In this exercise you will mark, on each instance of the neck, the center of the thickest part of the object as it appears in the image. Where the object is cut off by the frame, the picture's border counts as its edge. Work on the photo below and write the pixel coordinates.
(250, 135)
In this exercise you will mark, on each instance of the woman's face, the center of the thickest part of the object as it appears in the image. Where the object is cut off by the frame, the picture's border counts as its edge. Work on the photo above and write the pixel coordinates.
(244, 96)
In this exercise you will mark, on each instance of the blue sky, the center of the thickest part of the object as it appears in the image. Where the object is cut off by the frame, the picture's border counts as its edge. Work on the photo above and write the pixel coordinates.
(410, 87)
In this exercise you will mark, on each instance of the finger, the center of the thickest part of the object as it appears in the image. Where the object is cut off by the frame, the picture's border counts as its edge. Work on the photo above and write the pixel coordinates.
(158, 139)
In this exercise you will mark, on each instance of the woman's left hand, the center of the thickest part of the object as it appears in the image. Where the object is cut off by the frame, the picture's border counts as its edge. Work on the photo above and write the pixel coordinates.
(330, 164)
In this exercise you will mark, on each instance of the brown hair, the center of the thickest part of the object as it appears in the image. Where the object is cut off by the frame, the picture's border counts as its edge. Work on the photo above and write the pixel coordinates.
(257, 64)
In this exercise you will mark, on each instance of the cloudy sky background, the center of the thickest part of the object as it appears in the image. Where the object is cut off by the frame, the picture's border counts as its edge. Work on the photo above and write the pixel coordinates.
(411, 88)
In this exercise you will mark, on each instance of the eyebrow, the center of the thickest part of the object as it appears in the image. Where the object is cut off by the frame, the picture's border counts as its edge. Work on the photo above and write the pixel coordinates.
_____
[TASK GOAL] Rewrite the material from the line containing "of the brown" through the end, with "thickest" changed to "widest" and nothing else altered.

[WRITTEN RESPONSE]
In this exercise you will mark, on each instance of the brown hair, the center of the widest part of the object as it appears in the image. Where the object is cut off by the frame, the picture's border counts as its edge. Work on the photo above and write the pixel coordinates.
(257, 64)
In this exercise you will mark, on each instance of the cloudy sky background, the center of the widest part of the object as it appears in the image. Where the object is cut off by the frame, the picture's border counts as its edge. Work on the photo above and write the pixel coordinates.
(411, 88)
In this exercise you will mark, on each instance of the eyebrow, the center of the widest part of the object as it appears in the image. Where the object is cut off by the frame, the picture's border counts as its edge. Work on the photo above and write the pixel coordinates.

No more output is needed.